Quoted passage -

Those who speak positively about livestock farming are often accused of having fallen into an insidious ‘Romanticism’. They view these idyllic pastoral scenes with overly-sentimental eyes, and this clouds their judgement.
Is this true? If it were, it might be a problem: it is important to see things clearly – undistorted – and sentimentalism is one of the many distortions of thought that can creep in, like prejudice and other forms of bias.
But I say it only might be a problem, because it depends on the question at hand. If you ask me to account for the love that I have for my wife and child ‘but don’t go getting all sentimental on me: please stick to the facts’, I will say that you are being unreasonable. What it means to love your family is not something that can be separated from forms of thinking that are essentially vulnerable to sentimentalism and its like; to rid yourself of that vulnerability by ‘sticking to the facts’ is to deny yourself the possibility of having any contact with the reality of the matter.

Coordinate labeling entries:
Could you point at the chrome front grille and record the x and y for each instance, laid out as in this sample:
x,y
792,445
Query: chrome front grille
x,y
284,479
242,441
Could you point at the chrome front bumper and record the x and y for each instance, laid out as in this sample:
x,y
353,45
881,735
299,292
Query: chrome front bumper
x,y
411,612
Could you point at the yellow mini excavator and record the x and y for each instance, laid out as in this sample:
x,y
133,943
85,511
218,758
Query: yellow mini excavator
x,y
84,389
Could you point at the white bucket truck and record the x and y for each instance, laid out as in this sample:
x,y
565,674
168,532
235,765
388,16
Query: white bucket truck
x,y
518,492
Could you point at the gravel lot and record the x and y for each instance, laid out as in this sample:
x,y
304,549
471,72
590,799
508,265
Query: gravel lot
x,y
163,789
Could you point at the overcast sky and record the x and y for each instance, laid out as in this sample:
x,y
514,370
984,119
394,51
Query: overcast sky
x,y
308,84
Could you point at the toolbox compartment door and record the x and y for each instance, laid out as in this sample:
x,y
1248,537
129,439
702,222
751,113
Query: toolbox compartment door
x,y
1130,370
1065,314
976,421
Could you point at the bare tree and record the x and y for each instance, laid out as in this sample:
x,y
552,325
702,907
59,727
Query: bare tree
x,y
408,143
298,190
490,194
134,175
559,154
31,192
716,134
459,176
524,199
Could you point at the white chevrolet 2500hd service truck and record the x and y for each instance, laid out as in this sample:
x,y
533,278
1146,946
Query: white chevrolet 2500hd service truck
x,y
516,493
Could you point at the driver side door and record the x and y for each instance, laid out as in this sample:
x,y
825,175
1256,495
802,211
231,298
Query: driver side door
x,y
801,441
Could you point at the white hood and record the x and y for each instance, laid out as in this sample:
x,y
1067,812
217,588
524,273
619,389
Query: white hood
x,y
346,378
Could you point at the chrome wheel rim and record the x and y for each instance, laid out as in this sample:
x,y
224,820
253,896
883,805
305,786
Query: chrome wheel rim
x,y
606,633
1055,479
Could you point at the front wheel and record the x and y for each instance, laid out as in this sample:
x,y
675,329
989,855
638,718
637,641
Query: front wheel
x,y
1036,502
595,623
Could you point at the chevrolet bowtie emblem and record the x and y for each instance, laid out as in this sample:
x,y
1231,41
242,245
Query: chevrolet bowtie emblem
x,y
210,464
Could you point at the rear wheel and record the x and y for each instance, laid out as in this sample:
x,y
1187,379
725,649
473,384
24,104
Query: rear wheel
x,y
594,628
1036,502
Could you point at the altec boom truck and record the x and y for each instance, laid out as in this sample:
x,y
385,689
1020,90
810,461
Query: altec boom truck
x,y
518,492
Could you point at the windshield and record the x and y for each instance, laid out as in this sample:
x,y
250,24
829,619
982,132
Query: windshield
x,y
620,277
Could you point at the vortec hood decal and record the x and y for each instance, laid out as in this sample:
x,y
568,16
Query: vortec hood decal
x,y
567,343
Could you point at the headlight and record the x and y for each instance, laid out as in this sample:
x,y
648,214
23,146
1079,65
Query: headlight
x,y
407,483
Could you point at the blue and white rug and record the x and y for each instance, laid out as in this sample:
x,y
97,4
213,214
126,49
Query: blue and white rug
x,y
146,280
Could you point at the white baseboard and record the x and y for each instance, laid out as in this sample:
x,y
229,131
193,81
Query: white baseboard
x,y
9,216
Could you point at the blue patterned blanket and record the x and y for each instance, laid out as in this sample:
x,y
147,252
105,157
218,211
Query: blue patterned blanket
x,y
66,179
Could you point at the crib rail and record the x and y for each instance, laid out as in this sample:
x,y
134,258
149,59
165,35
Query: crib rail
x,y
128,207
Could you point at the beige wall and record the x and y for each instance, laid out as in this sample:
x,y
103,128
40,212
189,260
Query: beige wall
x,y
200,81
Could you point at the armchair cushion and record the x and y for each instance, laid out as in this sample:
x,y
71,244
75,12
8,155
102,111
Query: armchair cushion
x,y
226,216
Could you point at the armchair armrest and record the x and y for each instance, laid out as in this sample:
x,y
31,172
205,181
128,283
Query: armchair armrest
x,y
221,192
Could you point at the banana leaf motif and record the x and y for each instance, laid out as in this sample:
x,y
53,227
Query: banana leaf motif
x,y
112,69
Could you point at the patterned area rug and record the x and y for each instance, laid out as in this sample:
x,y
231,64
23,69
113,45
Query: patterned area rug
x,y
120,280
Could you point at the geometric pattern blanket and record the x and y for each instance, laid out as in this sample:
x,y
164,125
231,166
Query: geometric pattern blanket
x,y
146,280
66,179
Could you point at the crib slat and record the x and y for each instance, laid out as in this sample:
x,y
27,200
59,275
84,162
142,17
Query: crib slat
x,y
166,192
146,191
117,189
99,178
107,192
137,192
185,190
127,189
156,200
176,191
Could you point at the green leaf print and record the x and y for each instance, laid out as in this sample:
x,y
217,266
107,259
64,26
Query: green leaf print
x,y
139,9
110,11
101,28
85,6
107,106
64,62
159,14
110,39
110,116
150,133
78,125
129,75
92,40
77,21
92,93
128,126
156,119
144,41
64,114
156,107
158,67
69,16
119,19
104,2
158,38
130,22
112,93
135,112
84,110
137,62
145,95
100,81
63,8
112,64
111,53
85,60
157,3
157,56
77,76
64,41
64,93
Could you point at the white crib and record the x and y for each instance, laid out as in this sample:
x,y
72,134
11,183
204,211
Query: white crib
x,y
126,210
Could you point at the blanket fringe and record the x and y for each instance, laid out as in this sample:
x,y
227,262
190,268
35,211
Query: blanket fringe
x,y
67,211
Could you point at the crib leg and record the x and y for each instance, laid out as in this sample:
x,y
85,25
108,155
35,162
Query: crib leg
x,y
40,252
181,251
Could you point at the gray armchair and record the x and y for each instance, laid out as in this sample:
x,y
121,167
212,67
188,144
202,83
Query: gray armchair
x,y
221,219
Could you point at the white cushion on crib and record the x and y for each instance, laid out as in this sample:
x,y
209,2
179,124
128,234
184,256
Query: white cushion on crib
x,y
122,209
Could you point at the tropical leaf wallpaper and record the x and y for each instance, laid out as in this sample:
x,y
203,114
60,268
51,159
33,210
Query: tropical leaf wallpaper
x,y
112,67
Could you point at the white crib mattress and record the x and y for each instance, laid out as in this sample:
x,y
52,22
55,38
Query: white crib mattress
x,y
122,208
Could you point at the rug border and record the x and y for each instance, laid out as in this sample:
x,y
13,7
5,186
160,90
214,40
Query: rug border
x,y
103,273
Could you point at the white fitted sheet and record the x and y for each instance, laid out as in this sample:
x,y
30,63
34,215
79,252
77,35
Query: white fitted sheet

Exercises -
- a) Do the following statements agree with the passage on sentimentalism: (i) the author holds that sentimentalism is always a problem; (ii) prejudice is named alongside sentimentalism as a distortion of thought; (iii) the author uses love for a wife and child as an example? For each, answer yes or no and quote the deciding words of the passage.
- b) Reproduce the part of the entries that opens with the line containing "Could you point at the tropical" and runs through the end of the entries, including both ends.

Answers to the exercise -
- a)
(i) No: "But I say it only might be a problem, because it depends on the question at hand."
(ii) Yes: "sentimentalism is one of the many distortions of thought that can creep in, like prejudice and other forms of bias."
(iii) Yes: "If you ask me to account for the love that I have for my wife and child"

- b)
Could you point at the tropical leaf wallpaper and record the x and y for each instance, laid out as in this sample:
x,y
203,114
60,268
51,159
33,210
Query: tropical leaf wallpaper
x,y
112,67
Could you point at the white crib mattress and record the x and y for each instance, laid out as in this sample:
x,y
52,22
55,38
Query: white crib mattress
x,y
122,208
Could you point at the rug border and record the x and y for each instance, laid out as in this sample:
x,y
13,7
5,186
160,90
214,40
Query: rug border
x,y
103,273
Could you point at the white fitted sheet and record the x and y for each instance, laid out as in this sample:
x,y
30,63
34,215
79,252
77,35
Query: white fitted sheet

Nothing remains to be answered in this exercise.